[Dataset excerpt]
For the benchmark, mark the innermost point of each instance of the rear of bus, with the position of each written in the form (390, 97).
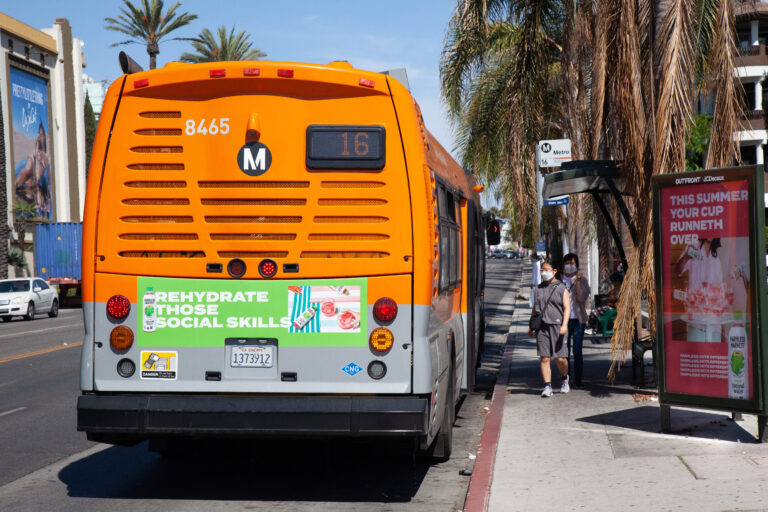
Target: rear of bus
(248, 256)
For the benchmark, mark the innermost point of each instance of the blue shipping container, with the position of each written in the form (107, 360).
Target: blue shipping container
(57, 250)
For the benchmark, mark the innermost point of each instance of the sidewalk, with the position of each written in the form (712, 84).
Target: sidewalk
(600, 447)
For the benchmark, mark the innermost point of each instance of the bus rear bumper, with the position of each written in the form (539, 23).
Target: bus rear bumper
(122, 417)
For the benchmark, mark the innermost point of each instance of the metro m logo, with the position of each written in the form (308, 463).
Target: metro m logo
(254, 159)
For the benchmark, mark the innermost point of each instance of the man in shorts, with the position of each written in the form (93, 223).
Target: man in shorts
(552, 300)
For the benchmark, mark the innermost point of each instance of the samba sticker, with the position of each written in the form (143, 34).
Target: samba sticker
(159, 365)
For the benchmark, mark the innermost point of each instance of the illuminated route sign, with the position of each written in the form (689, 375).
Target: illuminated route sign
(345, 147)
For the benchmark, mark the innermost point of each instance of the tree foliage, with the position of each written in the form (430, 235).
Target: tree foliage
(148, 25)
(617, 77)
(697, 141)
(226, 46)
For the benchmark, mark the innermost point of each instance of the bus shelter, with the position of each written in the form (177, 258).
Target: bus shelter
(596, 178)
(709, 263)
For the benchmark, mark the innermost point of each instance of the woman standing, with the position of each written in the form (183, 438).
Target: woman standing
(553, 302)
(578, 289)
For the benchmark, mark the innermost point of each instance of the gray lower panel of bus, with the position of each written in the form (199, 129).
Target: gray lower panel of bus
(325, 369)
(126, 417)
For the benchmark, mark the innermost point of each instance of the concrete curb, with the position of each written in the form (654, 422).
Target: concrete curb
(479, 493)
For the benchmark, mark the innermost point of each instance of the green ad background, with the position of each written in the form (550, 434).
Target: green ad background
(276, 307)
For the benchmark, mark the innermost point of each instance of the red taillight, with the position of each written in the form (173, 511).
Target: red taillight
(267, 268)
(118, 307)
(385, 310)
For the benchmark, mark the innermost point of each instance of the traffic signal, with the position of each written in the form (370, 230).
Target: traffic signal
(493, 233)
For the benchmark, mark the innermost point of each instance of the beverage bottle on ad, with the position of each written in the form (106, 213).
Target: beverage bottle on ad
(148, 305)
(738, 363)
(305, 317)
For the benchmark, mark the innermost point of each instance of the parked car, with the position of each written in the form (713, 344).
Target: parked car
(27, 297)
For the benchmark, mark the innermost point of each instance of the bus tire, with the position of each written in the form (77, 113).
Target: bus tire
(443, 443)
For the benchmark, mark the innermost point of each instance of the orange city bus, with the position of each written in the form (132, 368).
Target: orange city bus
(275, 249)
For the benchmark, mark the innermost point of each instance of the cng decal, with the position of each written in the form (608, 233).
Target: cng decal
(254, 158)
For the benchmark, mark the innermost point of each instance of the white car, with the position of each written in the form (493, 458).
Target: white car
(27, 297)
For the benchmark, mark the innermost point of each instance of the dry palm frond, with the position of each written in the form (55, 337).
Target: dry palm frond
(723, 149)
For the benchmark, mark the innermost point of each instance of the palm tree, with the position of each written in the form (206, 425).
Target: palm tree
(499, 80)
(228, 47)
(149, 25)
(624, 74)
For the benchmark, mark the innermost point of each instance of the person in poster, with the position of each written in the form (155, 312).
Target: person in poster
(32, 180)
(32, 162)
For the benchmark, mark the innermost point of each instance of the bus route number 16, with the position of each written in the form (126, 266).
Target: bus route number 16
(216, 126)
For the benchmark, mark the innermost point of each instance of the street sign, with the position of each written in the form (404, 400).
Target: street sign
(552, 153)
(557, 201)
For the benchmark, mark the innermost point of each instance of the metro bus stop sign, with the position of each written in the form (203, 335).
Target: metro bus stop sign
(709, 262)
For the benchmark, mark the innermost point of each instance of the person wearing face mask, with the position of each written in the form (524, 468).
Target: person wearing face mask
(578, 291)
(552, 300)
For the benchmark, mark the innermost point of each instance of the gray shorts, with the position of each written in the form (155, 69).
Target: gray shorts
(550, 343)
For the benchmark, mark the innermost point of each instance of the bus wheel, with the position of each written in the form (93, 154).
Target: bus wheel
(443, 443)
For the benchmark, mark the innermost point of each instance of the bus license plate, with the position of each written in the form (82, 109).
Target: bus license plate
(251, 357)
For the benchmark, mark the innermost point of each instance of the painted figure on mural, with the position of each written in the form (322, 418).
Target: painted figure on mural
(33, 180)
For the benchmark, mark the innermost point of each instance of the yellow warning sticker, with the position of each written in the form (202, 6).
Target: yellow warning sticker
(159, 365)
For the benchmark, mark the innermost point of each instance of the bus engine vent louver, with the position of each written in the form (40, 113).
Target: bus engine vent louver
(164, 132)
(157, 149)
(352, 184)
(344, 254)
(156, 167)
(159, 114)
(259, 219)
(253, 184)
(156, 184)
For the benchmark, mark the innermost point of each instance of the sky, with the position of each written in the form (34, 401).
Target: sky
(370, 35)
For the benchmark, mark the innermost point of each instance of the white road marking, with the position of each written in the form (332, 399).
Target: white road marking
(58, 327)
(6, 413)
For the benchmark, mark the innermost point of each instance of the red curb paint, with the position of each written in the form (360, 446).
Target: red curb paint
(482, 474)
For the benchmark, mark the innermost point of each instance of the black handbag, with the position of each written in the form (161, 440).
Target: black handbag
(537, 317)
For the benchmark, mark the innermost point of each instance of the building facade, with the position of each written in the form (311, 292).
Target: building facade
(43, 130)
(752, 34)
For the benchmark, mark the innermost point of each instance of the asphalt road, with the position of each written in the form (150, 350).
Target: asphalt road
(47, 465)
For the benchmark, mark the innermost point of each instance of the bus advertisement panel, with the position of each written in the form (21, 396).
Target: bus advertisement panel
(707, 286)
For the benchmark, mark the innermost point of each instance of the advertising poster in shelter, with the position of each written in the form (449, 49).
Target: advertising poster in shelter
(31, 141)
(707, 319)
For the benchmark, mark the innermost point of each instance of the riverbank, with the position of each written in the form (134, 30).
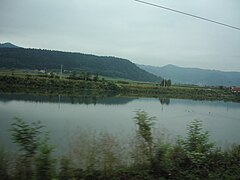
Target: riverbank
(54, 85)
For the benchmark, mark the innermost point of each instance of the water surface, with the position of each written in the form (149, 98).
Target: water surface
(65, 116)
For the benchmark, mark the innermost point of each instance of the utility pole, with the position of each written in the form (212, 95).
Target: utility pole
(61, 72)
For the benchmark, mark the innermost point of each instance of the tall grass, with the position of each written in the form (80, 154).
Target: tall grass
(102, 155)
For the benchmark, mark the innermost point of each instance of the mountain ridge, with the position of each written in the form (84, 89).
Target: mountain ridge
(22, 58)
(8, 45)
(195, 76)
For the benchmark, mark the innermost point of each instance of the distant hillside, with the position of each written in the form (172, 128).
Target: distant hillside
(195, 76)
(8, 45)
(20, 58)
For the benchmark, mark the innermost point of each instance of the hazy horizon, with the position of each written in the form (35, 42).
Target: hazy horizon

Set task — Copy out the part of the entries that opens with the line containing "form (172, 128)." and runs through the end of the entries, requests included. Raise every coordinate in the answers by 34.

Response —
For the benchmark, mark the innermost point of each instance of the distant hillside, with the position of each written in the form (172, 128).
Target: distant hillside
(229, 110)
(42, 79)
(54, 92)
For the benchmark, mark the innermost point of each instance of the hazy horizon, with the position of each written in the form (35, 42).
Target: hazy horizon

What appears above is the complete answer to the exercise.